• Aufgaben
[A] Wie viele säkulare Juden demonstrierten laut dem Text über die Konflikte in Israel in Beit Schemesch?
[B] Erklären Sie anhand des Textes über die Konflikte in Israel, worüber sich Strenggläubige im Viertel Mea Schearim erregten und welche Reaktion ihr Auftreten hervorrief.

• Gezeigter Text
§ §
Brodelnder Schmelztiegel
Israel: Orthodoxe, säkulare und liberale Juden bekämpfen sich

Als ob die konservative Regierung Benjamin Netanjahus nicht schon genug Schwierigkeiten mit der Forderung nach einem Siedlungsstopp durch US-Präsident Barack Oba-ma hätte, begehren jetzt drei Bevölkerungsgruppen gegeneinander auf: die strengreligiösen orthodoxen Juden, ihre liberal-säkular gesinnten Volksgenossen und die national orientierten Siedler.

Mit Steinwürfen empfingen Siedler aus dem Westjordanland kürzlich die eigene Armee, die eine illegale Siedlung räumen wollte. Zehntausend säkulare Juden demonstrierten in Beit Schemesch gegen die Moralvorstellungen des orthodoxen Bevölkerungsteiles. In Jerusalem eskalierte der Streit um die Einhaltung der Sabbatruhe. Im orthodoxen Stadtviertel Mea Schearim, wo selbst die Geldautomaten am Sonnabend abgestellt werden, erregten sich Strenggläubige wegen einer vermeintlich gestörten Feiertagsruhe, zuletzt mit den provokativen Mitteln von Judensternen auf der Brust und in KZ-Häftlingskleidung. Das sorgte für internationales Aufsehen und die einhellige Ablehnung durch Präsident, Ministerpräsident und alle Parteivorsitzenden. Aber auch der Rest der Bevölkerung ist unzufrieden: Man denke hier an die großen Demonstrationen im letzten Sommer, als 100000 säkulare Juden in Tel Aviv und Haifa für verbesserte Lebensbedingungen und niedrigere Steuern eintraten.
§ §
• Gezeigte Einträge

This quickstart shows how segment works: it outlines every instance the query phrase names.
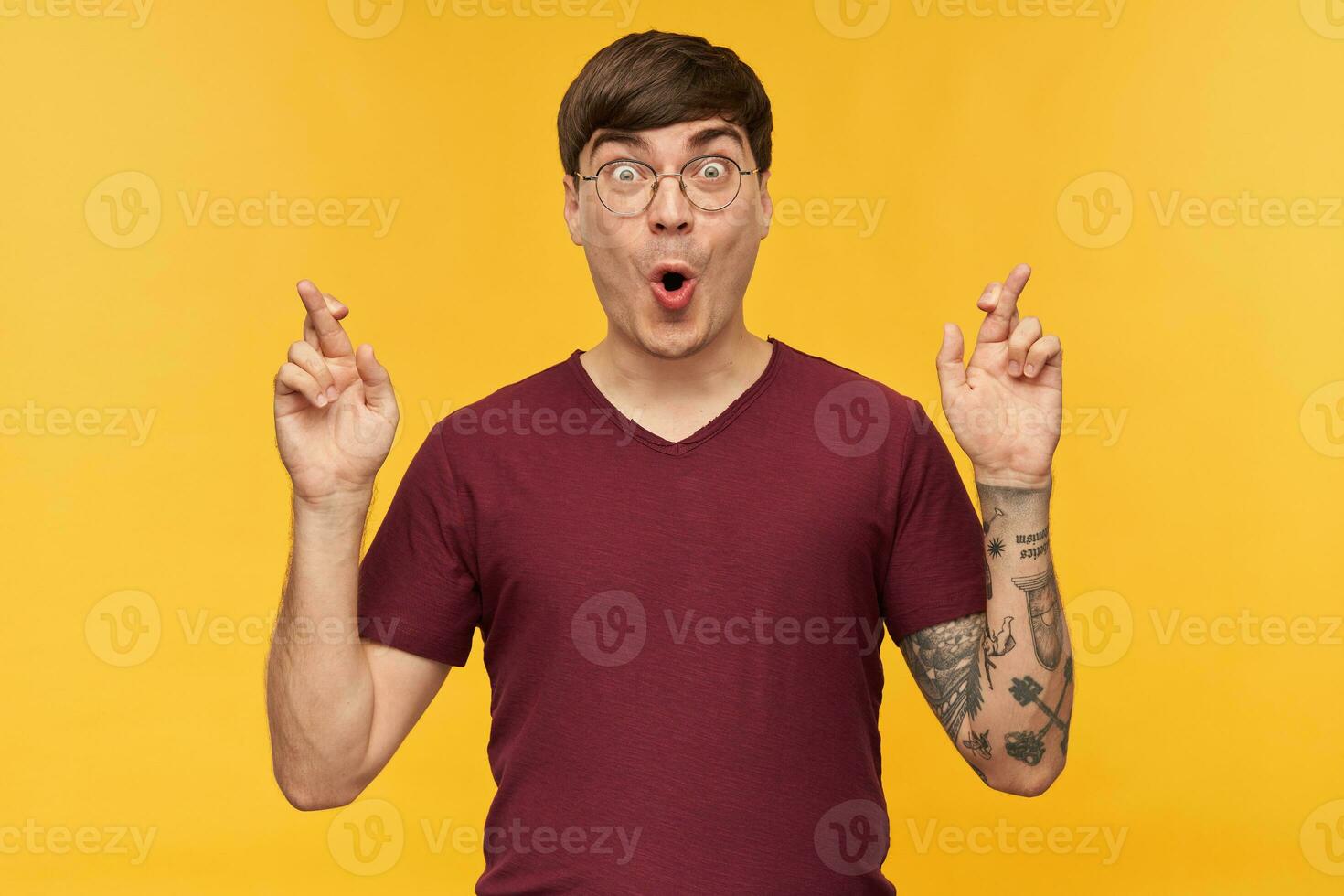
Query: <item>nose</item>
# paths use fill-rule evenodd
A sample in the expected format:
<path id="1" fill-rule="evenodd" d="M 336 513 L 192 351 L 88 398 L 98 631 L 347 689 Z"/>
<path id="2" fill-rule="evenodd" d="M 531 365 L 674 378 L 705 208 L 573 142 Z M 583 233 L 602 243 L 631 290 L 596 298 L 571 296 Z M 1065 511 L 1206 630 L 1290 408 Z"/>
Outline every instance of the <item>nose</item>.
<path id="1" fill-rule="evenodd" d="M 672 183 L 663 189 L 663 179 Z M 692 226 L 692 206 L 681 192 L 681 183 L 676 175 L 657 175 L 653 181 L 653 201 L 649 203 L 649 230 L 655 234 L 673 231 L 687 234 Z"/>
§ §
• Lösungen
[A] Zehntausend säkulare Juden.

[B] Sie erregten sich wegen einer vermeintlich gestörten Feiertagsruhe am Sabbat und traten zuletzt mit Judensternen auf der Brust und in KZ-Häftlingskleidung auf. Das sorgte für internationales Aufsehen und wurde von Präsident, Ministerpräsident und allen Parteivorsitzenden einhellig abgelehnt.